Work task ->
Return all lines from the listing below that include the word "rough".

Records provided ->
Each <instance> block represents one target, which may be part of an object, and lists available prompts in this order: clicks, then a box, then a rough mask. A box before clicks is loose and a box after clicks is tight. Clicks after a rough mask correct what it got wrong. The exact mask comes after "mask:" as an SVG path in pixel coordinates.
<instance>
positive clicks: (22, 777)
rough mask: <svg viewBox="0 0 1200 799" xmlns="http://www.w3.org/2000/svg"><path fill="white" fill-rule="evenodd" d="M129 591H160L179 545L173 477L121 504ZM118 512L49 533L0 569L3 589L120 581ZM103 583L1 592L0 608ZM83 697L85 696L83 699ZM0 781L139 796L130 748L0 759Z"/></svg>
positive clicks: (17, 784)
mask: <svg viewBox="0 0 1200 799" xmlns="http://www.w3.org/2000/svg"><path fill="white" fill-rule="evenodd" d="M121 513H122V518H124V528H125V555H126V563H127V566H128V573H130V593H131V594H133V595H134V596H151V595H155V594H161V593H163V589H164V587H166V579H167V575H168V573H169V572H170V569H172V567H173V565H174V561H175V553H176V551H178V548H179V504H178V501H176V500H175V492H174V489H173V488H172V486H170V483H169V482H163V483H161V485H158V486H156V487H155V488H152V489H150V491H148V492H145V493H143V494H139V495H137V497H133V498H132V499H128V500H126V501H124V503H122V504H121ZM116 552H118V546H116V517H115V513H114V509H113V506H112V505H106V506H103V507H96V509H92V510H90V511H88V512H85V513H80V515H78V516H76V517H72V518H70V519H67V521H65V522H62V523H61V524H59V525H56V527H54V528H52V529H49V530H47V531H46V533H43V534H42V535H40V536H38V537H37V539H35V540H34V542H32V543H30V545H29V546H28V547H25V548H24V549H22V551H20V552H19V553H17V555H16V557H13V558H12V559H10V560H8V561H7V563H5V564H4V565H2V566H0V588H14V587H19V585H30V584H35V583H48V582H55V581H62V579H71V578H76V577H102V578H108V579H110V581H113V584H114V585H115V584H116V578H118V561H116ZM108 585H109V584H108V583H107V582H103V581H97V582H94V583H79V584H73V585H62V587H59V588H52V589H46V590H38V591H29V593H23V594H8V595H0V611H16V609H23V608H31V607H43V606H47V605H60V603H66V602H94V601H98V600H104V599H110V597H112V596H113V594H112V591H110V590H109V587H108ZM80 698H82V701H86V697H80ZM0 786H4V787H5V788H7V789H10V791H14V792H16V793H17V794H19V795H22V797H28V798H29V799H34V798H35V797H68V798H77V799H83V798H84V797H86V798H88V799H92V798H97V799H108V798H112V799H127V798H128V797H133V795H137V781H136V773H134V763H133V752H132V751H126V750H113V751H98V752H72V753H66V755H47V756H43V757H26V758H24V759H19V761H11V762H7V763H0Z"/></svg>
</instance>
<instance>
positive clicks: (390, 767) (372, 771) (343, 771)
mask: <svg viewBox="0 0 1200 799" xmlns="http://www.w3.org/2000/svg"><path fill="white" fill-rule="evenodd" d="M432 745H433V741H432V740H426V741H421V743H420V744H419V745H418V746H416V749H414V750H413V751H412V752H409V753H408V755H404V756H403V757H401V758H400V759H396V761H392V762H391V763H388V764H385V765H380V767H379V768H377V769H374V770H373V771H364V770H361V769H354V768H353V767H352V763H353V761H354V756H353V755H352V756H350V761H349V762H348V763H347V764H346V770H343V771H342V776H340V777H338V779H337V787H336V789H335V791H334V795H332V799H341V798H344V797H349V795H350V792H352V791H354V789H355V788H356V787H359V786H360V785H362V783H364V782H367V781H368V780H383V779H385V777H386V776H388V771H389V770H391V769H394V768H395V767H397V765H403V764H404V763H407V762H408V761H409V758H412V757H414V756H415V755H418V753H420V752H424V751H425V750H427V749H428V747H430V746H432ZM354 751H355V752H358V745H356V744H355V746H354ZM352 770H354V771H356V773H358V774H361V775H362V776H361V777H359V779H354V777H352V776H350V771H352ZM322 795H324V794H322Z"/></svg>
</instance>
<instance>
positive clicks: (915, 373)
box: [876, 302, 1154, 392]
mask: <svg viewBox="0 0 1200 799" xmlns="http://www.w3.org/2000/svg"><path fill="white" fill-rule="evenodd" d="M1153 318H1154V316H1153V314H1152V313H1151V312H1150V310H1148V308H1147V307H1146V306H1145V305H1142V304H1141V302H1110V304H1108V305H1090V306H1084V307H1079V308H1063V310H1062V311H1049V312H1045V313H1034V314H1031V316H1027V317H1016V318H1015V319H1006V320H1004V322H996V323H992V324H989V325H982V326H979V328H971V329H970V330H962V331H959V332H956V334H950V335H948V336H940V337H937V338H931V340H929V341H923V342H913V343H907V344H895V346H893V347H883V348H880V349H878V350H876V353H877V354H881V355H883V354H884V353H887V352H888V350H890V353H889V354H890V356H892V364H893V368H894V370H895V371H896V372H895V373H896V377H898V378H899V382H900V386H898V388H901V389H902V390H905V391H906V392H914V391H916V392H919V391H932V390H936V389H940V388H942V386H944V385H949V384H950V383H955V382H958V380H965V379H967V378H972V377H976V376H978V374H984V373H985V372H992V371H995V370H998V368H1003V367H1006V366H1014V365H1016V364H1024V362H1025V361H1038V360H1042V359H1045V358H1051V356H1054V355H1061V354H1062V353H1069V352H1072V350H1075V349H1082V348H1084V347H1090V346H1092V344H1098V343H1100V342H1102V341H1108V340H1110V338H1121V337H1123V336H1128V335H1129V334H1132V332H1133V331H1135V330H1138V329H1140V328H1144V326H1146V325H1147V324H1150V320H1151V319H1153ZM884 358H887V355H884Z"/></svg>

Written solution ->
Each <instance> block represents one target, which may be part of an object, and lists available prompts in this order: clicks, then a box, then a rough mask. A box before clicks is loose and a box after clicks is tight. Clicks after a rough mask correct what it got wrong. The exact mask comes after "mask:" as an SVG path in pixel coordinates.
rough mask: <svg viewBox="0 0 1200 799" xmlns="http://www.w3.org/2000/svg"><path fill="white" fill-rule="evenodd" d="M129 591H160L179 545L173 477L121 504ZM118 512L49 533L0 569L3 589L120 581ZM103 583L1 592L0 608ZM83 697L85 696L83 699ZM0 781L139 796L130 748L0 759Z"/></svg>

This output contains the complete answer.